Work instructions:
Lines with the word "target" in them are the ones to copy from the records.

Material supplied:

──────

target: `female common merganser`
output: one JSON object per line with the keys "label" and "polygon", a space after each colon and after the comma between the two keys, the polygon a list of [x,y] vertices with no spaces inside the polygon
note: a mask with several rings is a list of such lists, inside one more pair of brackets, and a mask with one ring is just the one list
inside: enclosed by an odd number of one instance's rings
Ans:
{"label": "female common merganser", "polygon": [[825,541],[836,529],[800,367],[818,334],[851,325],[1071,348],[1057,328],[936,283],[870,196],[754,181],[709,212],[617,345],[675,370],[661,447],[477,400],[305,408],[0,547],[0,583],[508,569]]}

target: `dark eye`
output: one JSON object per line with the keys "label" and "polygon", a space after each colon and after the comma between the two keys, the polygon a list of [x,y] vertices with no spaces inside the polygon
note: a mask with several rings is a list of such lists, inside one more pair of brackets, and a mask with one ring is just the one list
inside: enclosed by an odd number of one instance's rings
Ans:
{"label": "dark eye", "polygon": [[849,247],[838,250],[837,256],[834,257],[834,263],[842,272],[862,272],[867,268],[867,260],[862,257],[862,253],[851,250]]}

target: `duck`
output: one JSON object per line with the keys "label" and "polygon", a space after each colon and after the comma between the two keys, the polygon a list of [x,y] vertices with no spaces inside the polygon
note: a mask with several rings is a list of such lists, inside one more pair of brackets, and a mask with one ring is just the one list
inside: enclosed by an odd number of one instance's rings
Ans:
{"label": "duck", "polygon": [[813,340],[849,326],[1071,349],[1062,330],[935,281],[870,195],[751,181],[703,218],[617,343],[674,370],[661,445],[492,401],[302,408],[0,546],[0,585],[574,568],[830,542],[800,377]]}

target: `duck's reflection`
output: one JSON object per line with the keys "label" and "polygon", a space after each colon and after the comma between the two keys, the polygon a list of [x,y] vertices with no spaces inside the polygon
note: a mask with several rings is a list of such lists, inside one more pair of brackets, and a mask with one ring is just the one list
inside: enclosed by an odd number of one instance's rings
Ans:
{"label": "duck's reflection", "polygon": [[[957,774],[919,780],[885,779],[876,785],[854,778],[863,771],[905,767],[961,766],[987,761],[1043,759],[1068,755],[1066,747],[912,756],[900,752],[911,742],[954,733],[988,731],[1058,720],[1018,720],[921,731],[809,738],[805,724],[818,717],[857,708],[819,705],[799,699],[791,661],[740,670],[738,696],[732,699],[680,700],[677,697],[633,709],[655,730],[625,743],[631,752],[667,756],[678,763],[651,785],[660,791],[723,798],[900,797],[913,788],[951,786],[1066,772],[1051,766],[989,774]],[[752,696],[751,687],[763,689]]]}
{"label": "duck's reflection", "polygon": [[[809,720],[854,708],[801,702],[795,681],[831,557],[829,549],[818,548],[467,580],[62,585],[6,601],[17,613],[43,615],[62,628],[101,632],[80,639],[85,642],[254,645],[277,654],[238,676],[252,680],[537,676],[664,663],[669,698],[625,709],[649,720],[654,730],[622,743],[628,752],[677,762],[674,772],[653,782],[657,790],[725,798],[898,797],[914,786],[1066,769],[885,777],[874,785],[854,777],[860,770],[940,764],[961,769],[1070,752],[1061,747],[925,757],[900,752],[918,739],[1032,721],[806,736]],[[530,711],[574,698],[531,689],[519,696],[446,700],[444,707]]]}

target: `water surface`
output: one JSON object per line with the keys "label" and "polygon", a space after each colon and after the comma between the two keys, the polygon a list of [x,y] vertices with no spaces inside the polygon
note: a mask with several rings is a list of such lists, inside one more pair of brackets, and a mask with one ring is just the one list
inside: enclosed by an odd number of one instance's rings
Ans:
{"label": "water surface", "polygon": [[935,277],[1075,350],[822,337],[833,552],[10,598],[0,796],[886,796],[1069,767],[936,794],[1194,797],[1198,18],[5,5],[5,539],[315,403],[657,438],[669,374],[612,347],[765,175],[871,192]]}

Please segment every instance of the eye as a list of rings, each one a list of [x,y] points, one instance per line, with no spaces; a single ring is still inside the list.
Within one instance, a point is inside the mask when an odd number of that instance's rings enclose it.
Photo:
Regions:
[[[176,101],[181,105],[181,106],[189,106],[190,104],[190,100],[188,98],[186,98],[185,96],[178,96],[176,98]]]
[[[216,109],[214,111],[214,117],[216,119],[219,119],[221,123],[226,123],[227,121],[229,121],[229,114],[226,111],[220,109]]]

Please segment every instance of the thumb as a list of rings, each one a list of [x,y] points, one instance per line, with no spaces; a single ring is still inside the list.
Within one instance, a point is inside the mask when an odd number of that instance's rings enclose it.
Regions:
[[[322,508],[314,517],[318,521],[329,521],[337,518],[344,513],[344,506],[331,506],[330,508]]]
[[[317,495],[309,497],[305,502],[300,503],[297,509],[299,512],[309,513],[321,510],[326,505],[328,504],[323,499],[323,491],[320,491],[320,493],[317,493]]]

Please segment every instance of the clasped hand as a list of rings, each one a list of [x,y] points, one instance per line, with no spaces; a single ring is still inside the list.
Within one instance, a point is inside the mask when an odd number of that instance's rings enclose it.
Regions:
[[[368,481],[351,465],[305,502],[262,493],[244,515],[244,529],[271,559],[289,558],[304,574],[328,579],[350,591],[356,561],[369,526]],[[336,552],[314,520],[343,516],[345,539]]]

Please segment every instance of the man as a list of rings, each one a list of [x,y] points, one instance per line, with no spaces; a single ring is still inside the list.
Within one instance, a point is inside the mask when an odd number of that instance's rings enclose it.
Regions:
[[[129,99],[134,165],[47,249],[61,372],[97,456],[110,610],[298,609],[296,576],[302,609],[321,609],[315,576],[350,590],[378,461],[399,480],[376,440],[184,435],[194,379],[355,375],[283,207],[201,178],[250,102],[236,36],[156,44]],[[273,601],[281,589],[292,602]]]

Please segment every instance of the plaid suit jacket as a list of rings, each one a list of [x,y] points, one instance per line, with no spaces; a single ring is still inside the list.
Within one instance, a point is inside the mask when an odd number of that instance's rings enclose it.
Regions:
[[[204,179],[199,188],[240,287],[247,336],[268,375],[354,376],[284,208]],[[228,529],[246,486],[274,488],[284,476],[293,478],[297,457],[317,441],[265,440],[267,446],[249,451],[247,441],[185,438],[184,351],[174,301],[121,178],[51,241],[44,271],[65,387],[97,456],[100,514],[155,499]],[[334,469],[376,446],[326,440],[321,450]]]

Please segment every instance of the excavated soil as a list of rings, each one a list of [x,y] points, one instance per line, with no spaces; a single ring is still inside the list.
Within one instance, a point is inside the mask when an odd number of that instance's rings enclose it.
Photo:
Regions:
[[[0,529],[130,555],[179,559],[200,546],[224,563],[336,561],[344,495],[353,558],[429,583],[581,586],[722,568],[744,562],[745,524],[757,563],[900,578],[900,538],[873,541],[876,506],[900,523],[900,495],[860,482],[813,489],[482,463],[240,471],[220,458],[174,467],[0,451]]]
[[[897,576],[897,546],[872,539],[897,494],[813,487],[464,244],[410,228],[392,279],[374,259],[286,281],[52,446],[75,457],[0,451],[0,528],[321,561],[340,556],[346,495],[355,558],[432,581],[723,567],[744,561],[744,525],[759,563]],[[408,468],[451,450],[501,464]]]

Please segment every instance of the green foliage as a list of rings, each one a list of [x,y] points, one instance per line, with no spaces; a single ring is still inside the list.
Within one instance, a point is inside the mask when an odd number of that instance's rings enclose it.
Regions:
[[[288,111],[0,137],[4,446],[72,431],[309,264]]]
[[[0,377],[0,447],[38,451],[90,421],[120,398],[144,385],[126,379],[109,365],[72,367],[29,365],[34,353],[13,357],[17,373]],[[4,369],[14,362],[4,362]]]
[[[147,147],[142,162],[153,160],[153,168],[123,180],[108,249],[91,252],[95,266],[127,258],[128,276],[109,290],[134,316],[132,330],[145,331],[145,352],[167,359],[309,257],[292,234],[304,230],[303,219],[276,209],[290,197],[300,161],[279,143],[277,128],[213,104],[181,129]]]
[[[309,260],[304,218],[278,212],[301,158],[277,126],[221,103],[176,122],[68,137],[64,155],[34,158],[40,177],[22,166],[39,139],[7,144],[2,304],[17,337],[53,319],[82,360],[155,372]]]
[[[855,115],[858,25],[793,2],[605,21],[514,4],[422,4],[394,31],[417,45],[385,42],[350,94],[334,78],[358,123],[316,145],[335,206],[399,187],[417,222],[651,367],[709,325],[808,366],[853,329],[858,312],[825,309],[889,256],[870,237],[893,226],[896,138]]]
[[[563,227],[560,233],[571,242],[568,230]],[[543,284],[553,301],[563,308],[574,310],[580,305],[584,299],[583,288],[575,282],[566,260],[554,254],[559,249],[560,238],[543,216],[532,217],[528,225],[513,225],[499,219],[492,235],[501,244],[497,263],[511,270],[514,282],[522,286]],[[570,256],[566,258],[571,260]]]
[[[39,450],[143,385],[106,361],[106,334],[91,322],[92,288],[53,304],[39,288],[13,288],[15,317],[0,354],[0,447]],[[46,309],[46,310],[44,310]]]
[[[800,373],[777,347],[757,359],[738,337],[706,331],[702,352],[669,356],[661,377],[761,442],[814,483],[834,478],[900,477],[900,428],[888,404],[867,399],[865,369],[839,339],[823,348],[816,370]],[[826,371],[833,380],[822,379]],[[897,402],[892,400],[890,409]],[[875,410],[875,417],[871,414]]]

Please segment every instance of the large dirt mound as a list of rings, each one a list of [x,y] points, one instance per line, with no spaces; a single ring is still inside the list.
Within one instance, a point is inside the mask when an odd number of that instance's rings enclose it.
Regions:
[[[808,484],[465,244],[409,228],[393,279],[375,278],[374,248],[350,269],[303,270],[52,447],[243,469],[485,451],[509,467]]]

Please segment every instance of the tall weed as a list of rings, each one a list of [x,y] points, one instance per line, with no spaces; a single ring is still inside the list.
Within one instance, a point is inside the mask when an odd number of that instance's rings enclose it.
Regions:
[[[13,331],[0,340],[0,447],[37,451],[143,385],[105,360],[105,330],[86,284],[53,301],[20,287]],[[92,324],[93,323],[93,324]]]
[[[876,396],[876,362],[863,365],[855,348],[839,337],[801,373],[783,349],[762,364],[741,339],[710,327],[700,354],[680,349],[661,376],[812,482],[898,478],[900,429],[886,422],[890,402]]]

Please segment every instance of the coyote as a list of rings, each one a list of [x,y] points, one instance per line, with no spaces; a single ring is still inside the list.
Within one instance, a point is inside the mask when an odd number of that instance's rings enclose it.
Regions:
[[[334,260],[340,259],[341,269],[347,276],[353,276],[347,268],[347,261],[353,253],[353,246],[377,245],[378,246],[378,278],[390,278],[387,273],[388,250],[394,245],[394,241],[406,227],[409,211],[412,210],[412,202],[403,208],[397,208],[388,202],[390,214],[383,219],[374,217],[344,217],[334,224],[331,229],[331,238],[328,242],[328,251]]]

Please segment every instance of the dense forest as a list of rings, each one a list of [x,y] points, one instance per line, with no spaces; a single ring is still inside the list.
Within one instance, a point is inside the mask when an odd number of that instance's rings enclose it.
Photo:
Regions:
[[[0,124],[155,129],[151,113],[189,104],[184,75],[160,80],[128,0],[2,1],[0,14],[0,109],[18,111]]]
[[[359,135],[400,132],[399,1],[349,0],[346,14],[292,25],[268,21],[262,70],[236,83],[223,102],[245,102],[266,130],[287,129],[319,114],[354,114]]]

──────

Answer to the exercise:
target: `female common merganser`
target: `dark eye`
target: `duck`
target: `duck's reflection`
target: `water surface`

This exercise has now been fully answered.